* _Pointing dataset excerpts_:

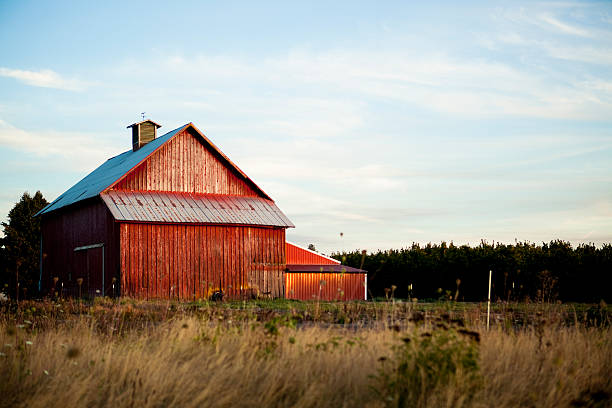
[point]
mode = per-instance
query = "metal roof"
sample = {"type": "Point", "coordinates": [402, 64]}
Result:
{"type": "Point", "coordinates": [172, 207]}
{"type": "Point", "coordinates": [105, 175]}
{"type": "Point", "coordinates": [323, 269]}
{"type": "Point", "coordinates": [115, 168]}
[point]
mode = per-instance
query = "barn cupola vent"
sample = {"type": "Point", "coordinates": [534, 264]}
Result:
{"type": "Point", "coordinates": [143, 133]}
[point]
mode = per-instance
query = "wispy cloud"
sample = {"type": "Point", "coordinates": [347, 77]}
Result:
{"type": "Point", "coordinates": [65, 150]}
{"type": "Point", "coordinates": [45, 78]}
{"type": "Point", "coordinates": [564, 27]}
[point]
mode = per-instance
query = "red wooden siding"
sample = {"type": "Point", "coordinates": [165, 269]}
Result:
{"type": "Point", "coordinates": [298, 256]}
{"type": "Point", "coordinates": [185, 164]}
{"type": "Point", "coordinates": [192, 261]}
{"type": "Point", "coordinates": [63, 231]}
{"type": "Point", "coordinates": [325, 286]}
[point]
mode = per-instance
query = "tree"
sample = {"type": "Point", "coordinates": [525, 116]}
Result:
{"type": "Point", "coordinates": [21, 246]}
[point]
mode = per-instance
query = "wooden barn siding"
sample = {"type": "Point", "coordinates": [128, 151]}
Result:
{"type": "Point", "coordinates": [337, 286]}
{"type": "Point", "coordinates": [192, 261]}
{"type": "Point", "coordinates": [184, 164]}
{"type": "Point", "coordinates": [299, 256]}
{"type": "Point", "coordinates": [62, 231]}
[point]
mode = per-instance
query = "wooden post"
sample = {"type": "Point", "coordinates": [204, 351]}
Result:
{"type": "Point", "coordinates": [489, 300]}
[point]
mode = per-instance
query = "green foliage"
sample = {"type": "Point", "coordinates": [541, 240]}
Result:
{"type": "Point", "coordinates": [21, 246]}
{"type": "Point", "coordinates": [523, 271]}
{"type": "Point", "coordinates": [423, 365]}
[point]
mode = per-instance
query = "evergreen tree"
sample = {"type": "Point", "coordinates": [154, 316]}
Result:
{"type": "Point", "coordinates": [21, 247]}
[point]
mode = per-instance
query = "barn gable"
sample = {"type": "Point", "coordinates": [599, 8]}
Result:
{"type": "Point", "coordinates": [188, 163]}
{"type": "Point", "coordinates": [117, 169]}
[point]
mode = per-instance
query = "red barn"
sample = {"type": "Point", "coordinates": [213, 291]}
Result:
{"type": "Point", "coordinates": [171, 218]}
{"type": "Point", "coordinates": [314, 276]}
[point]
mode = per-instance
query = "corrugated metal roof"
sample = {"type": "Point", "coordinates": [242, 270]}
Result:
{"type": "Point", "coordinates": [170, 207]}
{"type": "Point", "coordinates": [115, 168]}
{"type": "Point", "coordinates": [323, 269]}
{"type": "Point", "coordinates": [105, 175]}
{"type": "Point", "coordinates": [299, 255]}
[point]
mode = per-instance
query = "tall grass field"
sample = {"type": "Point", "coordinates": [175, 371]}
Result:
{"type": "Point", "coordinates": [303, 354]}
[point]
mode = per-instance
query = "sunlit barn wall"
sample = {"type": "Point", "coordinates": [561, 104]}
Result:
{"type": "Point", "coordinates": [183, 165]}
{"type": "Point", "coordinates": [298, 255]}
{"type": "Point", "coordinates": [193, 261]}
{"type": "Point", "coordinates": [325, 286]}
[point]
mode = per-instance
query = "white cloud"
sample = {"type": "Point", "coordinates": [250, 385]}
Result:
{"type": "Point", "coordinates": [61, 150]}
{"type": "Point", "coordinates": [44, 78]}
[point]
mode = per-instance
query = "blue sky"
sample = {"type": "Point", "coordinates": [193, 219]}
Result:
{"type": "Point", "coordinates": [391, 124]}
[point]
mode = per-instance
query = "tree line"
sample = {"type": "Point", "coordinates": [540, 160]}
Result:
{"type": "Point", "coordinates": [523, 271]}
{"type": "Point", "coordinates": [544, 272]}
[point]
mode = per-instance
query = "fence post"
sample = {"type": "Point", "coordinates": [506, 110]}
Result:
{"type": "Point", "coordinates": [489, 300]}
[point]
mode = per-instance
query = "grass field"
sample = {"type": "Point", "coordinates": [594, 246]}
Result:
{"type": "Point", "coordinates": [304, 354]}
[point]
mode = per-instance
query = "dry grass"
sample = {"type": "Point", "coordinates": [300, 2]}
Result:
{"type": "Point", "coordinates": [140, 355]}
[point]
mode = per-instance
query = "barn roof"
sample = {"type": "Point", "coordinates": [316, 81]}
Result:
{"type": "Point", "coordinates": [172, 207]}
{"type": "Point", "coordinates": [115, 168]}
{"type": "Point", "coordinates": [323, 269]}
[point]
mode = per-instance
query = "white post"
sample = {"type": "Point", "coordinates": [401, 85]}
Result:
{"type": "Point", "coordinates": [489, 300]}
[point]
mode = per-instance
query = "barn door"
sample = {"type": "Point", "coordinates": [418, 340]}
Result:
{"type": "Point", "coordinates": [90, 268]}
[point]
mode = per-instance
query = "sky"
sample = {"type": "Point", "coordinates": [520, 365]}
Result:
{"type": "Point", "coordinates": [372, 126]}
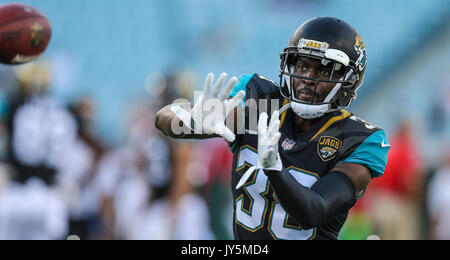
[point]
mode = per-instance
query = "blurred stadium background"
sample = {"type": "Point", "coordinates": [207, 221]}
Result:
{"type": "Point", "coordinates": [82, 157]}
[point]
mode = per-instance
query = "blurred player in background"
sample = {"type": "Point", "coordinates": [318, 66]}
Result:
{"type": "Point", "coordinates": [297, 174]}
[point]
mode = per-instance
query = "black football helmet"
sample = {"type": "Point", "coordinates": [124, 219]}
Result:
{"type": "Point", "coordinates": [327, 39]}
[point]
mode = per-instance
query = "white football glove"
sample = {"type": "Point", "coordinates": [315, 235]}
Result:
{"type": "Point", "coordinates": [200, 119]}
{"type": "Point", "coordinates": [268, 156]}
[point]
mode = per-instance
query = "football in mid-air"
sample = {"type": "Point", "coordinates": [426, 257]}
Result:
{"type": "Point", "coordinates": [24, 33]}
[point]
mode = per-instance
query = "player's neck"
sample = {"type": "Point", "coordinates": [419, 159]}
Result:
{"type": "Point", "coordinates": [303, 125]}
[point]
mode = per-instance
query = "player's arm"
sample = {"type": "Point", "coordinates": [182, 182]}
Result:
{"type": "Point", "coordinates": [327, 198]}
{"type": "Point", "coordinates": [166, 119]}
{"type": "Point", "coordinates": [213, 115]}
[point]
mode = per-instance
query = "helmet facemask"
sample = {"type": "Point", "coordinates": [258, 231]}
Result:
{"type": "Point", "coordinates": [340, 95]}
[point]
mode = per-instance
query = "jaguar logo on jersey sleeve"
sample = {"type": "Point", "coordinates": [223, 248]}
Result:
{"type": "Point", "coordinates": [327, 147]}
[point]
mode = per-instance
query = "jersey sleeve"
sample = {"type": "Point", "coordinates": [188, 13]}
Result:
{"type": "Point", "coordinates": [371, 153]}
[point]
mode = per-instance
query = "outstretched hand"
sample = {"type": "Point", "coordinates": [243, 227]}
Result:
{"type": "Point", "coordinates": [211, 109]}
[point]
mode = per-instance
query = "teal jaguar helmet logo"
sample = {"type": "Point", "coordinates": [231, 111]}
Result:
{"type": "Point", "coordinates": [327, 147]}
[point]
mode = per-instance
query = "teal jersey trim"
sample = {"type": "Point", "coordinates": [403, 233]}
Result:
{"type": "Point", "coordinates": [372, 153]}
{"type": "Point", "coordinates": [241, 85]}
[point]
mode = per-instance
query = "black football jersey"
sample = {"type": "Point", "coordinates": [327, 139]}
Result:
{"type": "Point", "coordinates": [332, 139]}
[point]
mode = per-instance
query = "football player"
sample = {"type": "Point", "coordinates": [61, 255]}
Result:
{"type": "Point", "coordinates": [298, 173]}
==
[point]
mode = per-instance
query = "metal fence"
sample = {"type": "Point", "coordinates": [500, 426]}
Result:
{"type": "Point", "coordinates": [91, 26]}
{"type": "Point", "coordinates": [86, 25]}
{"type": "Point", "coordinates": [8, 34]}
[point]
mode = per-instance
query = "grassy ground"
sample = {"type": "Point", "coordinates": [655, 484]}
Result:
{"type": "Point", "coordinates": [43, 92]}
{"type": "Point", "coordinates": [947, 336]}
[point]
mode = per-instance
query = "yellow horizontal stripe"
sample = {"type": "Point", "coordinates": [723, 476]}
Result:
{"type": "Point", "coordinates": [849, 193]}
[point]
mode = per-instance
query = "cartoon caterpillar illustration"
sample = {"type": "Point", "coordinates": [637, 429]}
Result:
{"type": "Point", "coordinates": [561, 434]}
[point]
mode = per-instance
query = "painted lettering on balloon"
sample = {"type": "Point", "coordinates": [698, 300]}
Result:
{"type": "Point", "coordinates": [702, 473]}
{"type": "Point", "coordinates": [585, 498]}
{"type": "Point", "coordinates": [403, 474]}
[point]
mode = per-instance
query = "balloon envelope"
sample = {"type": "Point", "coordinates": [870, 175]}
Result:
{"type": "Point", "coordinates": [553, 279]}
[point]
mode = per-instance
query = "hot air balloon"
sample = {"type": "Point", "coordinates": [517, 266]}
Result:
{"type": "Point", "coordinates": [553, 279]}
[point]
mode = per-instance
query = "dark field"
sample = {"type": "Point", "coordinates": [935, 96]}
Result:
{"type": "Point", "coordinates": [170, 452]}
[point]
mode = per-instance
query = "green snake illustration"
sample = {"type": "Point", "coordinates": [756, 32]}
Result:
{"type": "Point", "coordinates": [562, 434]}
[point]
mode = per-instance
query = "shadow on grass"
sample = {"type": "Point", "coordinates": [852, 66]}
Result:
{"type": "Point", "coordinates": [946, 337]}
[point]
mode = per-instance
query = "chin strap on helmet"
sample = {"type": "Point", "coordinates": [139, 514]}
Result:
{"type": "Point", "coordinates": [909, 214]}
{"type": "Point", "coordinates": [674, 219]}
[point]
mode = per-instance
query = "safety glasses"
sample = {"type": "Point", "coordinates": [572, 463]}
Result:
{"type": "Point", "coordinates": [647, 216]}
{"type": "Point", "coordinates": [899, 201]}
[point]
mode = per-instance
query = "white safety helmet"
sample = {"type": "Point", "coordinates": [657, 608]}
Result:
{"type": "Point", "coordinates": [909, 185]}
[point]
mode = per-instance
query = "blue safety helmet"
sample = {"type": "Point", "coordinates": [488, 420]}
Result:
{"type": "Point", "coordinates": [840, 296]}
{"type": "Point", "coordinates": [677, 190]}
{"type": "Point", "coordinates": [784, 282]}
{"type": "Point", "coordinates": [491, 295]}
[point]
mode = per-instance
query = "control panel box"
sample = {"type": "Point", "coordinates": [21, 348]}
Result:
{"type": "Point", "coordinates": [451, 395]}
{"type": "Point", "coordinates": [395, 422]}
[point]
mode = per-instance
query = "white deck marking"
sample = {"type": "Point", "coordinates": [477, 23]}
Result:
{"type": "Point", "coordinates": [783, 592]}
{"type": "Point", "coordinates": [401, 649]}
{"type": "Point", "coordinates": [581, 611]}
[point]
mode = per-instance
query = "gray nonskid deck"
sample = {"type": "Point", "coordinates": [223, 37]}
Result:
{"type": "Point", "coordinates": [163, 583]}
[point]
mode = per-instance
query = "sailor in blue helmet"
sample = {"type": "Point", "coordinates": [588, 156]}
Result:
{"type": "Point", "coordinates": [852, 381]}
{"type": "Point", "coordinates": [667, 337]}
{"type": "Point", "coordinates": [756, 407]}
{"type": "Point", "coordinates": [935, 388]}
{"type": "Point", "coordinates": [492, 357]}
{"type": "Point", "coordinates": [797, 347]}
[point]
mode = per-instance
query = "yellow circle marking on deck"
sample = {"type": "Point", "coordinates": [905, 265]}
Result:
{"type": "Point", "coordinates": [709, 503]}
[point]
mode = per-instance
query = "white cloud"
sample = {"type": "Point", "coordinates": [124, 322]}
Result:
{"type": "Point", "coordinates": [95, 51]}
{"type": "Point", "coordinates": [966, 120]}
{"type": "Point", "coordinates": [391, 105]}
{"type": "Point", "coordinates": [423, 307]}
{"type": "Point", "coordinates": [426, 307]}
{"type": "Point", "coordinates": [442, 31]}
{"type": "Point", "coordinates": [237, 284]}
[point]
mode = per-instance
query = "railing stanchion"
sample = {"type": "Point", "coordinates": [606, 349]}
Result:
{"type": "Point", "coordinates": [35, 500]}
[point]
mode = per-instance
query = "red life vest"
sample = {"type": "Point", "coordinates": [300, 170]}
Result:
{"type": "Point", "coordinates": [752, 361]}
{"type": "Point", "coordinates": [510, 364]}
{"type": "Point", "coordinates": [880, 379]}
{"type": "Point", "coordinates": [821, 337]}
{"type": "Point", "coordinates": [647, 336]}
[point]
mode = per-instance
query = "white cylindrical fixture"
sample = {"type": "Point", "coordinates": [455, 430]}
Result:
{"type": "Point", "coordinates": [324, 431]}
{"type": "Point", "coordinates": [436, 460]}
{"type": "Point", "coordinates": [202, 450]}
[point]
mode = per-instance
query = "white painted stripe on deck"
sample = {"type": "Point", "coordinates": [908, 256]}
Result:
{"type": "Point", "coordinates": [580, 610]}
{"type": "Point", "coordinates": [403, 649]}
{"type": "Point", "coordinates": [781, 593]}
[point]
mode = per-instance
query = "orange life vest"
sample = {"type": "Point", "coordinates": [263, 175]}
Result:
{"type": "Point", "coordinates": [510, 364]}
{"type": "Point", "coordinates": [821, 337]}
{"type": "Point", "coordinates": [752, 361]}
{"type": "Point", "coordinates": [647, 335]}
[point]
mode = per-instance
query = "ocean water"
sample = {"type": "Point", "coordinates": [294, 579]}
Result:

* _Goal_: Locate every line in the items above that contains the word "jaguar", and copy each one. Case counts.

* _Written solution_:
query = "jaguar logo on jersey sleeve"
query = "teal jaguar helmet logo"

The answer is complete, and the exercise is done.